**Exercise requirements**
Examine the records below and count how many lines contain the string "with". Give only the number.

Saved entries
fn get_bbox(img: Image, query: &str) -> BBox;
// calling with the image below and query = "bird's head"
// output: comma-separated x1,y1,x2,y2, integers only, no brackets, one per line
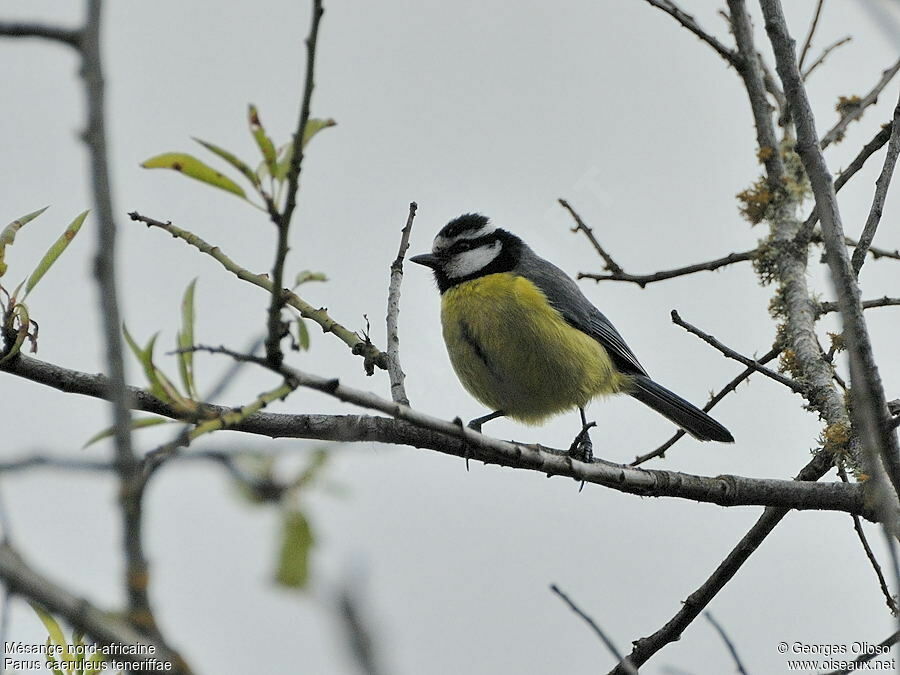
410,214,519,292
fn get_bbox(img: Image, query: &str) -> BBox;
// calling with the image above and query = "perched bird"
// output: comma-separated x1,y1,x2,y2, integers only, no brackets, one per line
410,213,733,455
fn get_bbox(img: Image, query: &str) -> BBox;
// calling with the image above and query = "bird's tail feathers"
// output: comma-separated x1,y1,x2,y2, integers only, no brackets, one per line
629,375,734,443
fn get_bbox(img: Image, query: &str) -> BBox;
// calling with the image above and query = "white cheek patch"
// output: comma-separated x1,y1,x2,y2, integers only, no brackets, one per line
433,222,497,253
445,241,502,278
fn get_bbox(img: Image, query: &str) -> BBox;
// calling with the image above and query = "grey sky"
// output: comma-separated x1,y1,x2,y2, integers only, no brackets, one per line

**Finished exercise**
5